■ **Consignes**:
• 1. Selon le texte sur la vétusté des prisons, quelle part du parc immobilier de l'administration pénitentiaire française a été mise en service avant 1940 ?
• 2. Transcrivez sans rien modifier le passage du texte sur la vétusté des prisons situé entre « Si 40 % du parc » et « conditions de détention. », ces deux extraits compris.

■ **Texte fourni**:
——

Dans les dortoirs de la maison d’arrêt de Saint-Pierre (la Réunion), les détenus ont tendu des draps pour se protéger des dépôts de salpêtre qui tombent sur leurs lits. A Grenoble-Varces, certains dorment dans des cellules dont les fenêtres sont cassées ou inexistantes. A Rouen, une coursive de la maison d’arrêt s’est effondrée en novembre 2023, conséquence du manque chronique d’entretien et des infiltrations d’eau.
Dans un avis «relatif à la vétusté des établissements pénitentiaires», publié ce mercredi 15 octobre, le Contrôleur général des lieux de privation de liberté (CGLPL) dresse un tableau cauchemardesque. Fruit d’un travail de plusieurs années, il désigne cette vétusté comme «facteur central de l’indignité des conditions de détention».
Une «approche réductrice»
Si 40 % du parc immobilier de l’administration pénitentiaire française a été mis en service avant 1940, c’est surtout l’absence d’entretien qui est pointée du doigt par Dominique Simonnot, la contrôleuse générale. Elle rappelle que 35 rapports de visite réalisés entre 2020 et 2024 avaient déjà alerté sur l’état de délabrement des prisons. Malgré ces signalements répétés, une «inertie persistante de l’Etat» aggraverait les conditions de détention.
Le rapport mentionne quelques rénovations ponctuelles, mais souligne une «approche réductrice» et un «manque de vision à long terme» face aux problèmes systémiques de vétusté et de surpopulation. «Je vous écris de ma cellule où je respire du salpêtre, des éclats de peinture au plomb et à l’amiante», témoigne un détenu. Le CGLPL recommande donc «impérativement» un diagnostic approfondi pour chaque établissement.

——

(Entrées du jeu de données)

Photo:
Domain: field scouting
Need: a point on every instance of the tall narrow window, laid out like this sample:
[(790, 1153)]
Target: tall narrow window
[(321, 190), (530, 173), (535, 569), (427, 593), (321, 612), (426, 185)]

——

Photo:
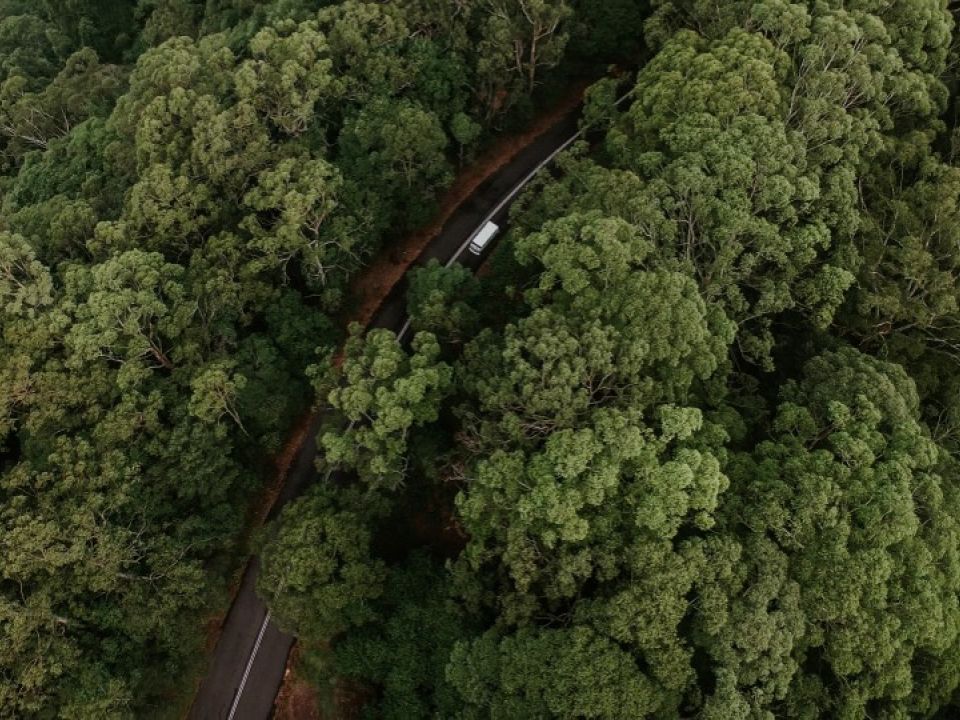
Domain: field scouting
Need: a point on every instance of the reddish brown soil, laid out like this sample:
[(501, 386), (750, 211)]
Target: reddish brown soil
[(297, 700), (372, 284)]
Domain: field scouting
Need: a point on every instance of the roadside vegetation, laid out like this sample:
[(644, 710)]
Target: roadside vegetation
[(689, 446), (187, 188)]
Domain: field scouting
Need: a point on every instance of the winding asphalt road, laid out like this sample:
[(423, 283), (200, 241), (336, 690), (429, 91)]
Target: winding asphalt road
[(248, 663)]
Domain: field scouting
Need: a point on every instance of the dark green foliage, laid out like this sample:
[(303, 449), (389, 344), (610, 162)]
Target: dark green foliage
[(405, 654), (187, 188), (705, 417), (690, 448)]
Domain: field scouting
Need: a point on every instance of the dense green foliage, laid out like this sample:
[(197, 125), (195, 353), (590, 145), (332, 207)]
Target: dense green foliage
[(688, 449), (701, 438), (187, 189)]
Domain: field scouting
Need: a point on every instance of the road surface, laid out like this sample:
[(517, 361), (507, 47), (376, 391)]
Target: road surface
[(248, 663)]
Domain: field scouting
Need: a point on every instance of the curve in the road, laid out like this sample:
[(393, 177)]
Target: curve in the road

——

■ **Réponses attendues**:
• 1. 40 % du parc immobilier.

• 2.
Si 40 % du parc immobilier de l’administration pénitentiaire française a été mis en service avant 1940, c’est surtout l’absence d’entretien qui est pointée du doigt par Dominique Simonnot, la contrôleuse générale. Elle rappelle que 35 rapports de visite réalisés entre 2020 et 2024 avaient déjà alerté sur l’état de délabrement des prisons. Malgré ces signalements répétés, une «inertie persistante de l’Etat» aggraverait les conditions de détention.